↓

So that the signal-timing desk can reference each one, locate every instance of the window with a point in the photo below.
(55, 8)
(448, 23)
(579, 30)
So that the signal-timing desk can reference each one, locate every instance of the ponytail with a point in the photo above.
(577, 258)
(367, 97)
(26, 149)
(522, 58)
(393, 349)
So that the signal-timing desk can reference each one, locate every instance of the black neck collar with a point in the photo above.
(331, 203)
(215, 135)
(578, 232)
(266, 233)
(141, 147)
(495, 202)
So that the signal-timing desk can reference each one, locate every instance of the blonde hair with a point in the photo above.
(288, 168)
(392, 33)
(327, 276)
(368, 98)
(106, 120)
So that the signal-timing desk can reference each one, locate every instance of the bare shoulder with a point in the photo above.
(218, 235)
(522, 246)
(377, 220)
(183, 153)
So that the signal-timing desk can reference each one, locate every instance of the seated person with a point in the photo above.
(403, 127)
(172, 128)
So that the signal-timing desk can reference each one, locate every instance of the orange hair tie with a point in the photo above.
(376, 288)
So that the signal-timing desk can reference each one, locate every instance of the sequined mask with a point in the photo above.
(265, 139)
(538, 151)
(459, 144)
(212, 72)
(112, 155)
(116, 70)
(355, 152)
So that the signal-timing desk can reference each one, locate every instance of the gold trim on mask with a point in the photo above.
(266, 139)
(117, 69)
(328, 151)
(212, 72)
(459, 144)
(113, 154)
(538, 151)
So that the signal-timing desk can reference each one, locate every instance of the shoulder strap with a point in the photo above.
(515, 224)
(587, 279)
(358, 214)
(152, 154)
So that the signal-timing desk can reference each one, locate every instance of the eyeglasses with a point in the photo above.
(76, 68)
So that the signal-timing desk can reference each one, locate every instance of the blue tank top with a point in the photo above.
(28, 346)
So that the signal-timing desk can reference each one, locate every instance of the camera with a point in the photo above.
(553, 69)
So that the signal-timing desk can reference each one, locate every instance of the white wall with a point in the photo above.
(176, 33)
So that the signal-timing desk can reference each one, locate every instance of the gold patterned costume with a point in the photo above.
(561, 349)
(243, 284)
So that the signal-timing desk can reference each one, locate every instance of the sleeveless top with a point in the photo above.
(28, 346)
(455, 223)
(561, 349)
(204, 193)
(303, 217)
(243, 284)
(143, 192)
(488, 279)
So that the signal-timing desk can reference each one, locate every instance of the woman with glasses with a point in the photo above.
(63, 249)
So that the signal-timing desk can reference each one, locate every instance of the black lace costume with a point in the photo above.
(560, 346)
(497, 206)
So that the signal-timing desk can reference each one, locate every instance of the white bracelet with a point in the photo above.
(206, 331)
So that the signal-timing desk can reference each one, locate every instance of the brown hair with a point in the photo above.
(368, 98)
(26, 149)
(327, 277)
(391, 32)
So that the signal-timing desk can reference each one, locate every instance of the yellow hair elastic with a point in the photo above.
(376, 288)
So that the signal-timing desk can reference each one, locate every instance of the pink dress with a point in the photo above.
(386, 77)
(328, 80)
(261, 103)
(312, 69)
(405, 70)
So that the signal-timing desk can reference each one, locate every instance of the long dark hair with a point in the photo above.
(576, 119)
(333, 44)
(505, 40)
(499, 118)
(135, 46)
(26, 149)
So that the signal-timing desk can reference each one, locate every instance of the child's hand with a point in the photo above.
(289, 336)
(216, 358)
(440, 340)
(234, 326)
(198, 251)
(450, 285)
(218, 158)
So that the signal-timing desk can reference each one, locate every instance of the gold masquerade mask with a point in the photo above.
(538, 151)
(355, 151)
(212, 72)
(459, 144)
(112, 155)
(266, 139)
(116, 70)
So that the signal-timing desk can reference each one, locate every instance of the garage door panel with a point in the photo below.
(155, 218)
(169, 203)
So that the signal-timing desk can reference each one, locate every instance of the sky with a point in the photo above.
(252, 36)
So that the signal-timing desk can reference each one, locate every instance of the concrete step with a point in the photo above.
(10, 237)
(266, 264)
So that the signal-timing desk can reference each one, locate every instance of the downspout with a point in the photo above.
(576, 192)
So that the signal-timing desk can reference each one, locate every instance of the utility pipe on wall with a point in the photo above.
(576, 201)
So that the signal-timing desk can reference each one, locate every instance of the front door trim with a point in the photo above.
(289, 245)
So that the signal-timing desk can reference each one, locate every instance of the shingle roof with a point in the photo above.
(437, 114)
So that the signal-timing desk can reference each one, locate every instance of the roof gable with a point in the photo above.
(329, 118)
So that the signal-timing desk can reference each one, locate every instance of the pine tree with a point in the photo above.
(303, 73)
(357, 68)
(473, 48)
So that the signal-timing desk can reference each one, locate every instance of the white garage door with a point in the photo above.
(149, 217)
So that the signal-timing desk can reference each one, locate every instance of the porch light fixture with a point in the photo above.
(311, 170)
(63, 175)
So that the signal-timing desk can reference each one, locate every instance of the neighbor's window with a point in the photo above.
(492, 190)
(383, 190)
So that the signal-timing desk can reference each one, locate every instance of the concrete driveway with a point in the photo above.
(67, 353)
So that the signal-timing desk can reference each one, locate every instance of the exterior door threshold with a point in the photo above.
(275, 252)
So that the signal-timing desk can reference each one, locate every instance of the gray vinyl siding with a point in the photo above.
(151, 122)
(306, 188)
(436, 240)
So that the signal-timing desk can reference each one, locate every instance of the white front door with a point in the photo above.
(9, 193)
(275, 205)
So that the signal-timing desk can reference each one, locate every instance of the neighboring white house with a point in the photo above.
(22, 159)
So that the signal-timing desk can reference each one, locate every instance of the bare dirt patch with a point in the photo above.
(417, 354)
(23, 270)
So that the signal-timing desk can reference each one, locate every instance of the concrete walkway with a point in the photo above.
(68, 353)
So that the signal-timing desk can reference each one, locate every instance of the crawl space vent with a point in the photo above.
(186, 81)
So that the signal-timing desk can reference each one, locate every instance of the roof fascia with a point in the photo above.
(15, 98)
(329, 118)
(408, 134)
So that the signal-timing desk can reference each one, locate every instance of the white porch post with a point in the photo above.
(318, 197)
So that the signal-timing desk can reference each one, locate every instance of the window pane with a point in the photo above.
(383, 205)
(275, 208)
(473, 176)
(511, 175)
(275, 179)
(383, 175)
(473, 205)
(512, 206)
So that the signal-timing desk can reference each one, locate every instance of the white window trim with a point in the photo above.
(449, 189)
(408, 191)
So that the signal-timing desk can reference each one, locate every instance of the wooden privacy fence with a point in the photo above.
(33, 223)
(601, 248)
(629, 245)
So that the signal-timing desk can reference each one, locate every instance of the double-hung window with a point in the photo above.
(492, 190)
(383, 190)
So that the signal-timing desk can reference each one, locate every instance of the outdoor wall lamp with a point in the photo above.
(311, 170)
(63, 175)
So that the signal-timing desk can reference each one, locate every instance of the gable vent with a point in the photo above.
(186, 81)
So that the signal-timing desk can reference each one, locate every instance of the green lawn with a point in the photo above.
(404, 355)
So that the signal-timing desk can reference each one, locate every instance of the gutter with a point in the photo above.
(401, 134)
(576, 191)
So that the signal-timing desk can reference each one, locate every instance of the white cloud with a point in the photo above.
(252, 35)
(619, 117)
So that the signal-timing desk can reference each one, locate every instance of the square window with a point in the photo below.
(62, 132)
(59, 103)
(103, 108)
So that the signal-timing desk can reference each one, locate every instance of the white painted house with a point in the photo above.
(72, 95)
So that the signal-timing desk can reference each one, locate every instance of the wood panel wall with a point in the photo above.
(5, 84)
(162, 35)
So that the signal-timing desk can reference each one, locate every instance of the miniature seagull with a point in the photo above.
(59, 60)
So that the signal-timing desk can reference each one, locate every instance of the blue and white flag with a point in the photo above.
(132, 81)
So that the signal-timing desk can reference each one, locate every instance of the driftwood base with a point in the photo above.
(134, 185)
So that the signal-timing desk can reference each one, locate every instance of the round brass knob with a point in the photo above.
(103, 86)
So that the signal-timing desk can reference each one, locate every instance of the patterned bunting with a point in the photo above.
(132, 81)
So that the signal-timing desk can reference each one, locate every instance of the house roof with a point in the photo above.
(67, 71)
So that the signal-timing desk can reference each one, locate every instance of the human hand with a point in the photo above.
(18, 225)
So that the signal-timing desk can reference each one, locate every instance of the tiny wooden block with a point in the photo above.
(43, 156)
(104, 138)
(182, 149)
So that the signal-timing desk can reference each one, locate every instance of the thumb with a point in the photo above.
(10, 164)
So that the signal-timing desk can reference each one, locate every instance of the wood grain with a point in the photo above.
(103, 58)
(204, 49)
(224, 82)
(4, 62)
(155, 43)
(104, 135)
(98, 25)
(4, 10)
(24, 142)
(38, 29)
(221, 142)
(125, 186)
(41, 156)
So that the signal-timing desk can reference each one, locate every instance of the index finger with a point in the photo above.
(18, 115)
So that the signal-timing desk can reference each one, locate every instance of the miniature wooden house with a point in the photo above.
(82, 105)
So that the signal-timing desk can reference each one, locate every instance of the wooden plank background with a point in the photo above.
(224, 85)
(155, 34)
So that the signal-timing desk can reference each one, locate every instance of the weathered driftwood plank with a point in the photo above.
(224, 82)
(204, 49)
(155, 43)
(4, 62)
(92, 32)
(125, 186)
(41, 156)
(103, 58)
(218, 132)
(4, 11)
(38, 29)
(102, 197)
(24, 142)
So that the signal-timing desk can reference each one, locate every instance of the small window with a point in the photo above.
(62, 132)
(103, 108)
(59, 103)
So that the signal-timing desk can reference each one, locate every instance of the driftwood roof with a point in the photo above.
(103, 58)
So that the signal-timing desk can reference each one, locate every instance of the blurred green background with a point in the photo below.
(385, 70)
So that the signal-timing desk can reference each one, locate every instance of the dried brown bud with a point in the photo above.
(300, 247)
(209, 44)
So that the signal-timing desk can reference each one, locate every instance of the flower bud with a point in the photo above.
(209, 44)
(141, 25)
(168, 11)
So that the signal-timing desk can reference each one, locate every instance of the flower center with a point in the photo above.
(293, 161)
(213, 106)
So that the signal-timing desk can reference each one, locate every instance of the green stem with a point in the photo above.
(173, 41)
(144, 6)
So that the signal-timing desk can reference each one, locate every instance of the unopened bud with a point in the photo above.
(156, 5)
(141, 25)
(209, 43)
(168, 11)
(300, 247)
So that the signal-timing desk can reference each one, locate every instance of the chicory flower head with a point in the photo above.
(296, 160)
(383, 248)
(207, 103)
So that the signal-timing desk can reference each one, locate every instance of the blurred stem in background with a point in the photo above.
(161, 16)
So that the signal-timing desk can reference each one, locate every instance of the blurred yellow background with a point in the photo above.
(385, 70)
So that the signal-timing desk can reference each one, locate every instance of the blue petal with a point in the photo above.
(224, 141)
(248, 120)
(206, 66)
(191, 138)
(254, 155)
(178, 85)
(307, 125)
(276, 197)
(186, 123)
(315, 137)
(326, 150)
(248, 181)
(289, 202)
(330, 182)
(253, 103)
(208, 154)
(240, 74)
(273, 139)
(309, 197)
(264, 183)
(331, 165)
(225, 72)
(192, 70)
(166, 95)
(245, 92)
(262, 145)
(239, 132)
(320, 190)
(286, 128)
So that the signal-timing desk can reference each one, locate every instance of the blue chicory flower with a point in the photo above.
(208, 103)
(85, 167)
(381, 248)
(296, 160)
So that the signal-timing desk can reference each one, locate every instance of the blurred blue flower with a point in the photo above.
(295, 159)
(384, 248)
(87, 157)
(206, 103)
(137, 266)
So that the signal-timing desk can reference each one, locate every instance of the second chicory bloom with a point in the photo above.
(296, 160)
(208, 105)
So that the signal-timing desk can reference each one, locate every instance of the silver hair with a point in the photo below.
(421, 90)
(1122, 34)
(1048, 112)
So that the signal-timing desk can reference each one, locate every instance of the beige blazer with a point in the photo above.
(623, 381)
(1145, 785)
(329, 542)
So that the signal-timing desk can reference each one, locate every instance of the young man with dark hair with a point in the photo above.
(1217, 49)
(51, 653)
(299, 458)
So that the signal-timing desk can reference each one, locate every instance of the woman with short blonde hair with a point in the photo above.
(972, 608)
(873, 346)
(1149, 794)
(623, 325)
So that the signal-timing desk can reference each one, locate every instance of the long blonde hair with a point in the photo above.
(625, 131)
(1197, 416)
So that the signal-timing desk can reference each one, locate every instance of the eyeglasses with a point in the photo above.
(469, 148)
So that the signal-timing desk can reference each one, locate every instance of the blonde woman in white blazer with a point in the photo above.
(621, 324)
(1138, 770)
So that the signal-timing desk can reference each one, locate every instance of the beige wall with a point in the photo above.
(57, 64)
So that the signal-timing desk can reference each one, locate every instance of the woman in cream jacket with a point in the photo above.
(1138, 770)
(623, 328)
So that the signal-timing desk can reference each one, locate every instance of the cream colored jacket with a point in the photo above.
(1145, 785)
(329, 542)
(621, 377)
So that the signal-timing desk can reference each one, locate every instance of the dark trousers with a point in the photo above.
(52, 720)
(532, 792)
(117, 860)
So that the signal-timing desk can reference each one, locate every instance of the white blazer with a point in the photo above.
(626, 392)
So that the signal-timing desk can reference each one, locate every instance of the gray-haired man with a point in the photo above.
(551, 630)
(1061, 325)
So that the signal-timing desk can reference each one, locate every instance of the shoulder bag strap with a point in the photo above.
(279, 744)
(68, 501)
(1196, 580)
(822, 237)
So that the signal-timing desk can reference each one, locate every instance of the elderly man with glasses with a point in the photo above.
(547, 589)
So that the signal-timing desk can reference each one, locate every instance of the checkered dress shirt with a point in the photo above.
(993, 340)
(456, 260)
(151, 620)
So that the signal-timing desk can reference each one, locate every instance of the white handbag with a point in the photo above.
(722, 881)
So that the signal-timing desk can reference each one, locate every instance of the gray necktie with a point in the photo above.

↑

> [Task to complete]: Each line from the one with "the white blazer" through the end of the records above should be written out exactly. No other line should appear.

> [Response to this exercise]:
So that the signal-timing desk can reference each one, locate every instance of the white blazer with a point in the photo above.
(626, 392)
So that the signal-timing desk can reference each one, locate every instance of the gray-haired man with a point in the photo above.
(551, 630)
(1061, 325)
So that the signal-timing desk can reference each one, locate every instance of the shoulder bag strap with a point in the photo above.
(279, 744)
(68, 501)
(1196, 580)
(822, 237)
So that the signal-timing desk can reference each one, locate every instance of the elderly man with glasses with a point in the photo above.
(547, 589)
So that the signal-timing desk can reference each one, locate every instance of the checkered dress shirt with a point in the photo above.
(993, 340)
(456, 260)
(151, 620)
So that the signal-timing desk can reference each one, locate every instance of the white handbag with a point in the photo above.
(722, 881)
So that the signal-timing desk can reference each one, locate every instance of the gray necktie with a point in the photo above.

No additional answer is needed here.